■ **EXERCISE**: In the material below, find the line with "of the wispy"; set down that line and every line after it to the end, exactly, without pictures.

[Pointing and labeling entries]
★ ★ ★ ★ ★

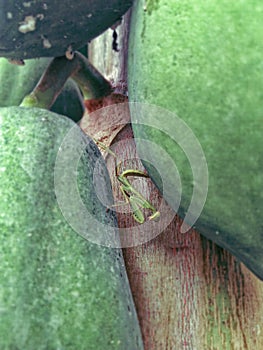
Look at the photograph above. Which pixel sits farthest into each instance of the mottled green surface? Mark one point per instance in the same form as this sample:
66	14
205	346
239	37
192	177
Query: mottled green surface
19	81
57	290
203	61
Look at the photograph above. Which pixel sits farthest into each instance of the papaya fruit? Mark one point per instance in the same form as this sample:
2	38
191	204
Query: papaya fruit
200	62
58	290
53	28
18	81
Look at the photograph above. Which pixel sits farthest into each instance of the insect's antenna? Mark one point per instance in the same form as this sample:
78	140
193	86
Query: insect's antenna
117	167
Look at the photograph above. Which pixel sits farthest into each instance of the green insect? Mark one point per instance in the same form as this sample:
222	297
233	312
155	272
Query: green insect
133	197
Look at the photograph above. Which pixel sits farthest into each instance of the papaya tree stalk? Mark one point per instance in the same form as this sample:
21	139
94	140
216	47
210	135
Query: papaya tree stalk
89	79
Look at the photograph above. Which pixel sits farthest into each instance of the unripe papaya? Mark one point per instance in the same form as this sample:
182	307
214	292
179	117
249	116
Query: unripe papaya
201	61
57	289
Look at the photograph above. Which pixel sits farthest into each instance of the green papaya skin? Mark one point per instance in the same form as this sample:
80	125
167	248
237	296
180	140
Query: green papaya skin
202	61
57	290
18	81
30	29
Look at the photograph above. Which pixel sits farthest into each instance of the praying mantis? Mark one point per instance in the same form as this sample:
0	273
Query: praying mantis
132	197
135	199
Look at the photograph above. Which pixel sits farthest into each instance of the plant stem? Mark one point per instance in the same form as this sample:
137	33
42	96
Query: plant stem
90	81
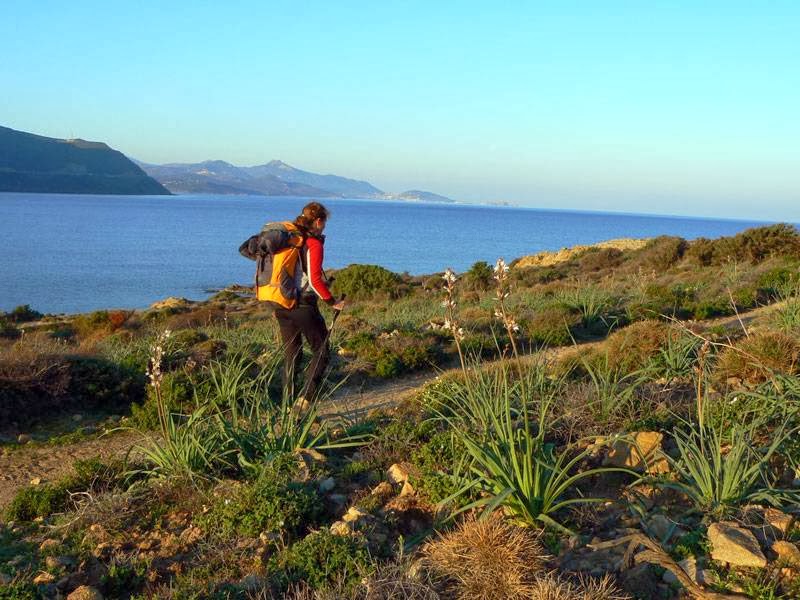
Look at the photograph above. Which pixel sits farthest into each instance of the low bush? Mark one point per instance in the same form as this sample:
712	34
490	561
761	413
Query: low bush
45	499
24	314
487	559
361	282
177	391
7	329
393	354
479	276
660	254
274	503
320	559
753	245
552	325
192	319
600	259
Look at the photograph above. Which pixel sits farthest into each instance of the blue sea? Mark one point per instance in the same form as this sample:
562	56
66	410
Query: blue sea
75	253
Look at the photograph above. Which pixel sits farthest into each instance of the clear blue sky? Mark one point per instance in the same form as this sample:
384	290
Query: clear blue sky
665	107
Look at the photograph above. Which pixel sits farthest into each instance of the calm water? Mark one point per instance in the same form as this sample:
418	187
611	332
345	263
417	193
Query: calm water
70	253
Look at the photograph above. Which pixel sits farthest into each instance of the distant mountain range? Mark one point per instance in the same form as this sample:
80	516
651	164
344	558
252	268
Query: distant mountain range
34	163
274	178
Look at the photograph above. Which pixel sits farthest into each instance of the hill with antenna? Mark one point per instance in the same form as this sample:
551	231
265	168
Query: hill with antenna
35	163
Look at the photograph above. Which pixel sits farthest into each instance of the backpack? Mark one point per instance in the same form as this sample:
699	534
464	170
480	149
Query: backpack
276	251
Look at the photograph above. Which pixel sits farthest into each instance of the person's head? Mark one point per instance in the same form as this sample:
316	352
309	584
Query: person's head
313	218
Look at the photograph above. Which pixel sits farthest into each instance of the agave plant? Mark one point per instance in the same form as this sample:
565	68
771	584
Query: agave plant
511	461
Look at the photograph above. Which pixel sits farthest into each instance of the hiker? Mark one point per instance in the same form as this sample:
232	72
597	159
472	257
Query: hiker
304	319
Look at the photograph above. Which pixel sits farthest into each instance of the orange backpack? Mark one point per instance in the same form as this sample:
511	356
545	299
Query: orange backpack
276	251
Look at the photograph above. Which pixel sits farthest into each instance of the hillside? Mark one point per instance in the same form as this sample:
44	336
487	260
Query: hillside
33	163
422	196
220	177
275	178
624	420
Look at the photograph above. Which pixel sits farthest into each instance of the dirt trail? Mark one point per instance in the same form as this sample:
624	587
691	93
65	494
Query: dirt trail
49	463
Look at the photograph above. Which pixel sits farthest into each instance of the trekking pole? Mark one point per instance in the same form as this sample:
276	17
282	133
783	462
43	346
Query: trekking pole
336	314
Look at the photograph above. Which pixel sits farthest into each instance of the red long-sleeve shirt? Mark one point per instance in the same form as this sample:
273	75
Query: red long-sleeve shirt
314	254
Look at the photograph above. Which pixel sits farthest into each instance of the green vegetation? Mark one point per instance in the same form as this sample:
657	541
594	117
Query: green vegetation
582	408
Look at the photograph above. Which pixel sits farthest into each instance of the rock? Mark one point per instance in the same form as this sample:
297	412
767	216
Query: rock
44	578
311	457
787	552
408	489
778	520
734	545
171	302
340	528
252	583
354	514
640	581
398	474
338	500
85	592
641	451
691	568
59	562
49	544
327	484
661	527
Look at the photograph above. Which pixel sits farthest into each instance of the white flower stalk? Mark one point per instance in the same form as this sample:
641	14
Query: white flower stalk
449	304
155	375
502	292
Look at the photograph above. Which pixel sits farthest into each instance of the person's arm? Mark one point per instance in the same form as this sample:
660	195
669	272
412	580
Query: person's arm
316	279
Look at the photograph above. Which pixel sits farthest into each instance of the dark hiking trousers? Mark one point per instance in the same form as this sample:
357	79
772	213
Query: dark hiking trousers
303	321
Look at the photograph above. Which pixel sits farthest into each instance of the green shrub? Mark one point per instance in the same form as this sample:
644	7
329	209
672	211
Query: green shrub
598	259
186	338
395	353
274	503
91	323
45	499
7	329
551	325
631	348
708	309
177	392
320	559
98	383
777	282
23	314
19	591
435	460
479	276
754	245
365	281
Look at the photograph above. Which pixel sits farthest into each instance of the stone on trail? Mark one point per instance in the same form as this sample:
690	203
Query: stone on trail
735	546
787	552
398	473
641	451
85	592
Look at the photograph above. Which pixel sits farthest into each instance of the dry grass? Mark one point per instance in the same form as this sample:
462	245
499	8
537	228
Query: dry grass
490	559
631	348
756	358
553	587
390	581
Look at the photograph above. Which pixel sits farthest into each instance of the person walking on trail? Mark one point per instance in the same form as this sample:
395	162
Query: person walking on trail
304	320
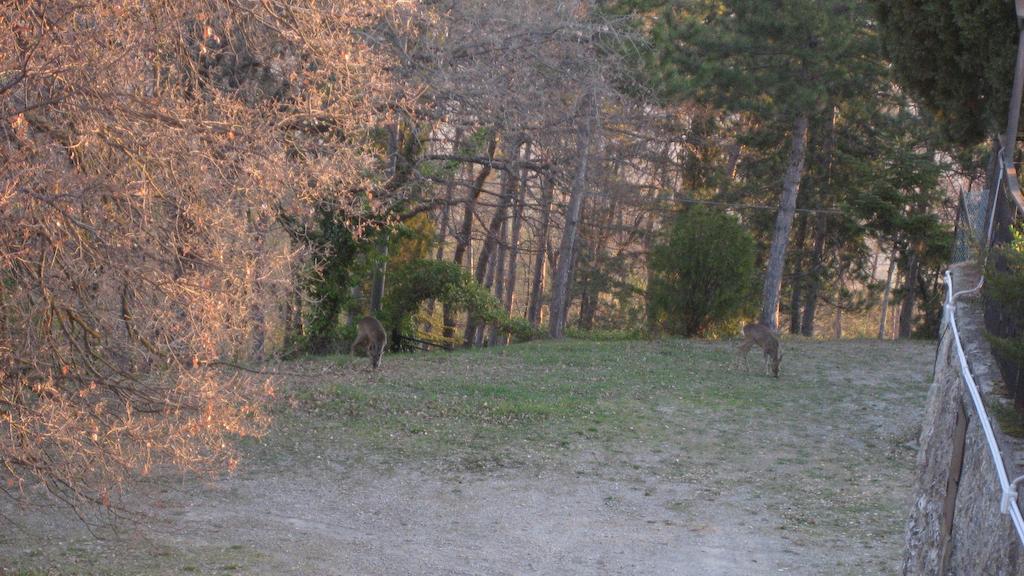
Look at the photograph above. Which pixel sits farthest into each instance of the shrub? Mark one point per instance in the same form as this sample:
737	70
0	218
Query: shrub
412	283
1005	290
701	274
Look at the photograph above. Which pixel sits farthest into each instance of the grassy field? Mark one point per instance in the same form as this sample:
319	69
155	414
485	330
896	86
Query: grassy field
670	441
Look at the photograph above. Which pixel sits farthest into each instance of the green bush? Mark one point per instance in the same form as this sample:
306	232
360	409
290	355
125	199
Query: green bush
414	282
701	274
1005	286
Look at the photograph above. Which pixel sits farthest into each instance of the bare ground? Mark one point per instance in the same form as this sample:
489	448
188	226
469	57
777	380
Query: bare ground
669	459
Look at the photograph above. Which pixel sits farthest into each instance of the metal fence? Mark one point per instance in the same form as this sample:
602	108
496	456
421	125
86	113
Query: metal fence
971	224
1004	211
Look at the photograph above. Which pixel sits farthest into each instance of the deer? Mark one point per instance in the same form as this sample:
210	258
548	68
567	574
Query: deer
370	332
764	337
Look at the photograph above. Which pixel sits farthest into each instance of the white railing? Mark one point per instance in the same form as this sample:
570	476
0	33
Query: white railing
1008	502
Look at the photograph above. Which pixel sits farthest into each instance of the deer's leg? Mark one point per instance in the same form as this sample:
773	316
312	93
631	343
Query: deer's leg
743	352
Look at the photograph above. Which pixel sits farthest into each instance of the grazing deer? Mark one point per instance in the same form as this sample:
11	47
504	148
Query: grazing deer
762	336
370	332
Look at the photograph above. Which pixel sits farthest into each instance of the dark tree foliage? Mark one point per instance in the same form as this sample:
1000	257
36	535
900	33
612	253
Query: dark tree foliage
413	283
702	275
955	57
1005	286
334	269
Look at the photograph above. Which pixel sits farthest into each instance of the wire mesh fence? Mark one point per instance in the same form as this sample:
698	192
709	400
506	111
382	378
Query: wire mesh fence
1001	215
971	224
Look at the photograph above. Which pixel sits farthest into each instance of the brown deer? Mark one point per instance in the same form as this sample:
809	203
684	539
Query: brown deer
370	332
762	336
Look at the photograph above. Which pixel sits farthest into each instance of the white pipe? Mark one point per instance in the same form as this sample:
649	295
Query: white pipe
1008	501
995	198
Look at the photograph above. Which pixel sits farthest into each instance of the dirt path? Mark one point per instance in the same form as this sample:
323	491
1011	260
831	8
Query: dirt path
819	487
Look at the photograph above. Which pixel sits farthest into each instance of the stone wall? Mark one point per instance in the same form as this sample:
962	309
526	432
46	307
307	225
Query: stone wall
955	526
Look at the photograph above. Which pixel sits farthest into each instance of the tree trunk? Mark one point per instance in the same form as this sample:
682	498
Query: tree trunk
885	296
465	231
909	295
500	278
814	278
442	228
509	183
517	213
798	278
541	242
776	258
560	289
838	318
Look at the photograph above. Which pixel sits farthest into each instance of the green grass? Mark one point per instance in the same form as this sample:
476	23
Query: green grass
548	396
821	450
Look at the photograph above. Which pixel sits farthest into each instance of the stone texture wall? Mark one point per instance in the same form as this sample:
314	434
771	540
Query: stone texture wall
955	526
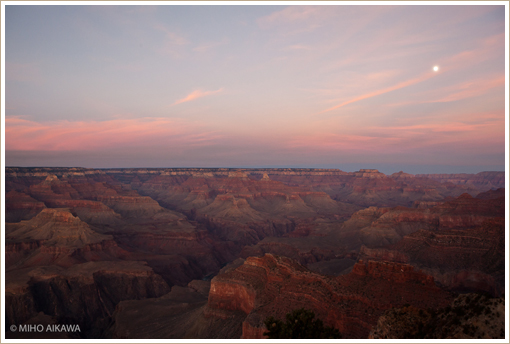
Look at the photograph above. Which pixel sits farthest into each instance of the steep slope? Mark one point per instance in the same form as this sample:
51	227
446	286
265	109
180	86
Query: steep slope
470	316
273	286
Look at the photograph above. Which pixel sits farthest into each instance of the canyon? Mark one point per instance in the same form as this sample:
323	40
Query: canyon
212	252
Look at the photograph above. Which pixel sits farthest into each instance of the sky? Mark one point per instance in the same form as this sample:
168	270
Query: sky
333	86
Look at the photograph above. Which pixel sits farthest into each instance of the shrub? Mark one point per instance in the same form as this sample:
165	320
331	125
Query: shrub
300	324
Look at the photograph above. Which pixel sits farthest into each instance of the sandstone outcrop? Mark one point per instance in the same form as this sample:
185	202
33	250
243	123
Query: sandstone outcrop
469	316
85	294
274	286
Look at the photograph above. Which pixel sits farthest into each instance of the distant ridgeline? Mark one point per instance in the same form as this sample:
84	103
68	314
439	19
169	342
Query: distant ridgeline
482	181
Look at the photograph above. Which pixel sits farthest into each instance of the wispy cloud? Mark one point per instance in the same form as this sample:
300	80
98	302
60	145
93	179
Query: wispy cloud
22	134
469	89
421	78
197	94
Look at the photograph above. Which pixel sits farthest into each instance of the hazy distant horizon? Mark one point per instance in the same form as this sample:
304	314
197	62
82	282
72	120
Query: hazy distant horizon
393	87
386	169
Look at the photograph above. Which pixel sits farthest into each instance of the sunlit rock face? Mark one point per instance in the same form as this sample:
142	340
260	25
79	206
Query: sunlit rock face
238	245
273	286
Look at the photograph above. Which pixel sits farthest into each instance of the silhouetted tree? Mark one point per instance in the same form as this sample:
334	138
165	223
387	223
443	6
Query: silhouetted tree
300	324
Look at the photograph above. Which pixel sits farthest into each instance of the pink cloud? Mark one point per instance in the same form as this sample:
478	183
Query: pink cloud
195	95
21	134
470	89
421	78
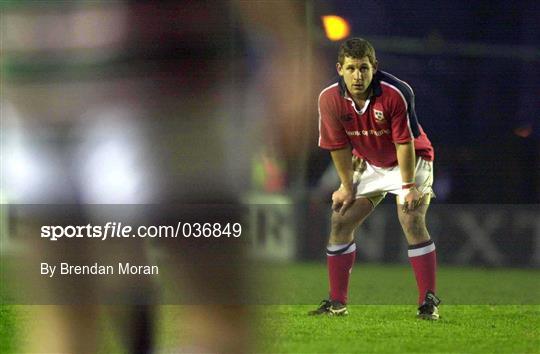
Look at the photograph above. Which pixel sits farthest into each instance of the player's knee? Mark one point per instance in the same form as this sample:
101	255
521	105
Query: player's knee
342	227
414	226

★ ★ ★ ★ ★

■ **RESULT OF THE EXERCISE**:
Look at the photograph above. Which pixel sits farthest into each instance of the wispy cloud? Mark one point per instance in the same form as this sample:
300	80
98	302
60	145
93	179
Query: wispy cloud
22	134
469	89
421	78
197	94
Look at the photograph above. Which pixel sits farthest into each instance of the hazy distant horizon? Mark one point per instance in the same form as this sample:
304	314
197	62
82	282
72	120
Query: hazy distant horizon
393	87
386	169
Look at the photograph above. Which pixel sits farthest into each instance of the sunlit rock face? Mark one point per instance in the same form as this sample:
142	340
260	25
79	206
Query: sunlit rock face
238	245
273	286
Look at the photograph above. Which pixel sits farthest into each instance of the silhouetted tree? Mark one point per instance in the same form as this sample:
334	138
165	223
387	223
443	6
Query: silhouetted tree
300	324
Look at the photograph above. Which pixel sits farthest into each instance of the pink cloud? Mark one point per instance in the same form as this sample:
478	183
Query: pink cloud
195	95
21	134
470	89
421	78
Look at the photograph above. Which pixel sits farthest into each instance of the player's knee? Mark one point per instance in the same form as this sample:
101	255
521	105
Query: player's knee
342	227
414	226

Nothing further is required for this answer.